## GIVEN PASSAGE
== Segment start ==

Scientific classification
- Kingdom: Animalia
- Phylum: Mollusca
- Class: Cephalopoda
- Order: Octopoda
- Family: Octopodidae
- Genus: Octopus
- Species: O. superciliosus
- Binomial name: Octopus superciliosus Quoy and Gaimard, 1832

= Octopus superciliosus =

- Authority: Quoy and Gaimard, 1832
- Conservation status: DD

Species of octopus

Octopus superciliosus (commonly the frilled pygmy octopus) is a species of octopus. It was first described in 1832 by Jean René Constant Quoy and Joseph Paul Gaimard based on a specimen found off Victoria during the 1826 to 1829 voyage of the Astrolabe.

== Description ==
O. superciliosus is described as a pygmy species. It is small, with a mantle length of up to 26 millimeters and a total length of up to 94 millimeters. It is white and cream to light brown, with an egg-shaped mantle and large eyes.

== Segment end ==

(Recorded data)
== Segment start ==

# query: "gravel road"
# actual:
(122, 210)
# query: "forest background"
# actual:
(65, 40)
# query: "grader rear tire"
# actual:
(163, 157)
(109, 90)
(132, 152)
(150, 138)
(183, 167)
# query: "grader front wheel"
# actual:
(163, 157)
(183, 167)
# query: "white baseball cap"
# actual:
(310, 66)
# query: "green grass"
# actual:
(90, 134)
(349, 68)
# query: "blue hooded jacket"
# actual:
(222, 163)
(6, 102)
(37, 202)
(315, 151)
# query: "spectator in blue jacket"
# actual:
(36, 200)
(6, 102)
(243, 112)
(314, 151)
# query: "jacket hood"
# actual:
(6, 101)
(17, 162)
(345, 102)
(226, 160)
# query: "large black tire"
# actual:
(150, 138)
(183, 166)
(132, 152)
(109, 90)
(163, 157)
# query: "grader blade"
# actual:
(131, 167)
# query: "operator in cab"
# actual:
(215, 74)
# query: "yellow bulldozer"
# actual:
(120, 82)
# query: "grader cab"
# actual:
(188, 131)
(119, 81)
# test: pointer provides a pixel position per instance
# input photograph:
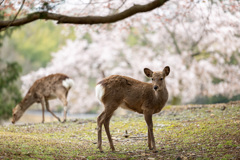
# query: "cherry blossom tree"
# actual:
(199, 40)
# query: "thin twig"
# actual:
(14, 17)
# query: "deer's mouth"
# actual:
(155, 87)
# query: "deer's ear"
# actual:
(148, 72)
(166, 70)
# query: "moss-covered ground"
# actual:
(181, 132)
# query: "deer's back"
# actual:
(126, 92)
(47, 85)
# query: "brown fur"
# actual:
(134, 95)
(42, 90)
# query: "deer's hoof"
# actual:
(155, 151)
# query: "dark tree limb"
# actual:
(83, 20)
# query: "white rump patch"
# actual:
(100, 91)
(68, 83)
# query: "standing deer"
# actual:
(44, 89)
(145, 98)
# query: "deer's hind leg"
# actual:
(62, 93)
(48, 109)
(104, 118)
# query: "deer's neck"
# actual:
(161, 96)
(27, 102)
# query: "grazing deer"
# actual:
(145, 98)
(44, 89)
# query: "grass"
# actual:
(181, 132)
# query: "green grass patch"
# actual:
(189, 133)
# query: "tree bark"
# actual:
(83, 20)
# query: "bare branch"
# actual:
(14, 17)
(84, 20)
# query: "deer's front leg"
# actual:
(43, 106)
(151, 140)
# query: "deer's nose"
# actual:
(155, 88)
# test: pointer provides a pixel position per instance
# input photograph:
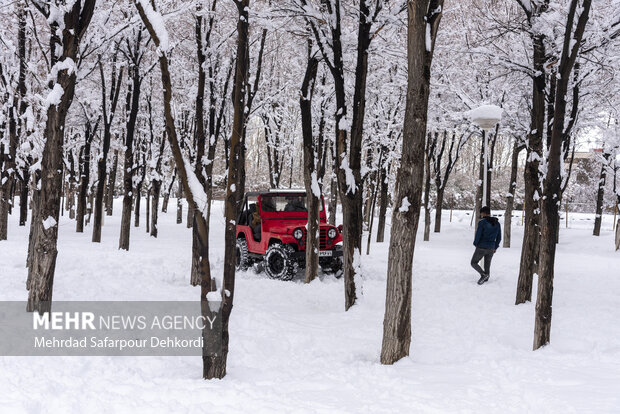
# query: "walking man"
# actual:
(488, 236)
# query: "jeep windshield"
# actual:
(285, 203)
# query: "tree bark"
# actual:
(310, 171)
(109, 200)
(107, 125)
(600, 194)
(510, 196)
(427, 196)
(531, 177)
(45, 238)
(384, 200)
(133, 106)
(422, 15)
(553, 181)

== Segment end ==
== Segment start ==

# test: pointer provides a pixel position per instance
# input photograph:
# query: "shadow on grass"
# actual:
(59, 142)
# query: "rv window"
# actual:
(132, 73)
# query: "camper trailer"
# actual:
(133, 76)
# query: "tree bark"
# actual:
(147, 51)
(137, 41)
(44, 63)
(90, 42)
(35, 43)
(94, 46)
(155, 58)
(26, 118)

== Segment end ==
== Segment start ==

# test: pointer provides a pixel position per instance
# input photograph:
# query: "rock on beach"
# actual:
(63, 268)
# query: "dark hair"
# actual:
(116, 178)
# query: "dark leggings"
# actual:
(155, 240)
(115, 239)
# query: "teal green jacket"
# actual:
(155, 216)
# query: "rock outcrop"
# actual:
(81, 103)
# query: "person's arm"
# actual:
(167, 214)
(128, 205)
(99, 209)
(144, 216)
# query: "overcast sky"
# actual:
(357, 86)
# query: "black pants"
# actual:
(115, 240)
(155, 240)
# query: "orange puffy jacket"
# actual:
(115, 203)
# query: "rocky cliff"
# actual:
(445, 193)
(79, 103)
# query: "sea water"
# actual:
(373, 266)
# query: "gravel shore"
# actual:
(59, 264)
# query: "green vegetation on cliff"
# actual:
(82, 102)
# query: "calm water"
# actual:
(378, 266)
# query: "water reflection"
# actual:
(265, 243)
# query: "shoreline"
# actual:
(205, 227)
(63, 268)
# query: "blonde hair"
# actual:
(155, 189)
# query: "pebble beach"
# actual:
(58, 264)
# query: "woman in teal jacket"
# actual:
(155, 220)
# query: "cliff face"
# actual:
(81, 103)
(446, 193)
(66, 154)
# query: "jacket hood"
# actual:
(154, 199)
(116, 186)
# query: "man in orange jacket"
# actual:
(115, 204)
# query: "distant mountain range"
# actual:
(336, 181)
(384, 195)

== Segment end ==

## QUESTIONS
(A) Answer these questions about the Octopus superciliosus entry:
(i) Which family does the species belong to?
(ii) In what year was it first described?
(iii) What is its maximum mantle length?
(B) Quote the Octopus superciliosus entry from "- Authority: Quoy" to "of the Astrolabe.".
(C) List each taxonomic rank named in the scientific classification of the Octopus superciliosus entry, from Kingdom through Species.

## LIST OF ANSWERS
(A)
(i) Octopodidae
(ii) 1832
(iii) Up to 26 millimeters

(B)
- Authority: Quoy and Gaimard, 1832
- Conservation status: DD

Species of octopus

Octopus superciliosus (commonly the frilled pygmy octopus) is a species of octopus. It was first described in 1832 by Jean René Constant Quoy and Joseph Paul Gaimard based on a specimen found off Victoria during the 1826 to 1829 voyage of the Astrolabe.

(C) Kingdom, Phylum, Class, Order, Family, Genus, Species